> Task to complete
Pull out every line below that contains the string "sign".

Stored items from a collection

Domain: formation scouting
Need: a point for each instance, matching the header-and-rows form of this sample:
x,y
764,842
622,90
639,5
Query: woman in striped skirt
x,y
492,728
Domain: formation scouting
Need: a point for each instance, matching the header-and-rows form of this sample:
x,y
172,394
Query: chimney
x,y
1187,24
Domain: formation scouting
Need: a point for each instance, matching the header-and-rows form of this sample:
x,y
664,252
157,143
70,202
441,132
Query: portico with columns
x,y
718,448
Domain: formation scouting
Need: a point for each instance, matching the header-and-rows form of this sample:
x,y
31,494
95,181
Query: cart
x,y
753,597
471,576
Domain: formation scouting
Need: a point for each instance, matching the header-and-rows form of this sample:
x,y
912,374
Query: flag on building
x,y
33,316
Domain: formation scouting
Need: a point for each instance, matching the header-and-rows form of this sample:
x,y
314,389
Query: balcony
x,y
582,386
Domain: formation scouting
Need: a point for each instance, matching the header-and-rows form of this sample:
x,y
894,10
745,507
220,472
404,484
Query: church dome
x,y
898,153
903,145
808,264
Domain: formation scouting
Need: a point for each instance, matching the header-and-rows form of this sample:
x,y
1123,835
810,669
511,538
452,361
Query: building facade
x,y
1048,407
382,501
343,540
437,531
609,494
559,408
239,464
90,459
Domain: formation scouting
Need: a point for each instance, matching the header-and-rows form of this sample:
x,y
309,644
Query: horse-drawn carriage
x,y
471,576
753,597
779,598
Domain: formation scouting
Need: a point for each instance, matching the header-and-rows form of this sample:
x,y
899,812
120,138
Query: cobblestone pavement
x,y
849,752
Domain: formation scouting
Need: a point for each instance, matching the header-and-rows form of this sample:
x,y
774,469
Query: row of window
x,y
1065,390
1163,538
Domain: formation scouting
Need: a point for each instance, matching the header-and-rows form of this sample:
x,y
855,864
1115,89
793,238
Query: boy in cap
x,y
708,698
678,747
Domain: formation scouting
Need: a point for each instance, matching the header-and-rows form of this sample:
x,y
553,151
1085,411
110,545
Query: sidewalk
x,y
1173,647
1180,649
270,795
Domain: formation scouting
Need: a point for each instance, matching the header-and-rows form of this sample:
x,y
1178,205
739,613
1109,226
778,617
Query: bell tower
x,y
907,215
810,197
* * *
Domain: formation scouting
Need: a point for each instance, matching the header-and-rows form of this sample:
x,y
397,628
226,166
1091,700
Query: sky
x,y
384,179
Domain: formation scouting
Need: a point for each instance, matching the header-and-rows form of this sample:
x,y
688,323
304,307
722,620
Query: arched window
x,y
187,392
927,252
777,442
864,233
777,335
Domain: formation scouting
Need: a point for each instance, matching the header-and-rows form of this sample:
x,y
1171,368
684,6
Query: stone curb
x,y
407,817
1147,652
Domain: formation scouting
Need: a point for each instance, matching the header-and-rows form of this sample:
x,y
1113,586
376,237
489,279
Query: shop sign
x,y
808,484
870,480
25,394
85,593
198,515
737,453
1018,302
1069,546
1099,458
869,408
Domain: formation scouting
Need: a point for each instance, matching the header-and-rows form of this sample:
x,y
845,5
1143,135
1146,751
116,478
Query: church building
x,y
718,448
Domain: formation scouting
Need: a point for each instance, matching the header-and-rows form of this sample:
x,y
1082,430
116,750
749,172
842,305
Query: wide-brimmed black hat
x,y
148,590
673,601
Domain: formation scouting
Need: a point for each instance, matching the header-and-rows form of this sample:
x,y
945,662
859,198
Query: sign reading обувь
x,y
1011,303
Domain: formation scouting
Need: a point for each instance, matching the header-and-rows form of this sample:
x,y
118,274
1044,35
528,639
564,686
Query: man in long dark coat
...
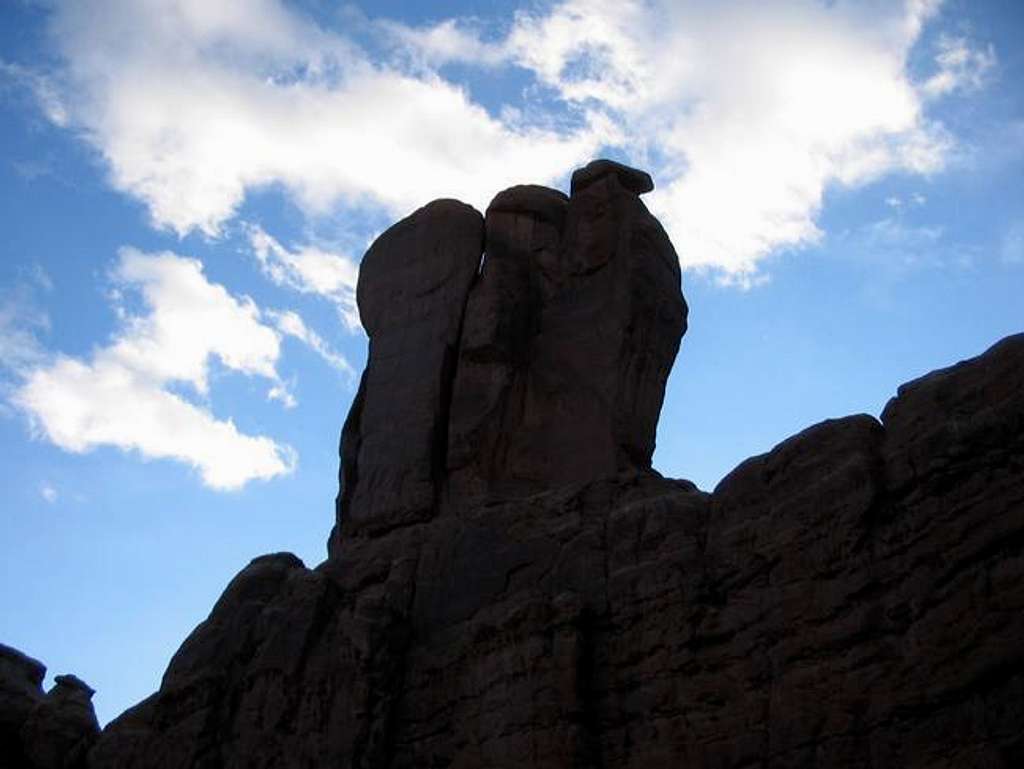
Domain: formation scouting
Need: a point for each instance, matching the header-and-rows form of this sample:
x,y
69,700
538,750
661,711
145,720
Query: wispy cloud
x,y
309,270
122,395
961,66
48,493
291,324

> Output below
Query: shop sign
Query: sign reading обувь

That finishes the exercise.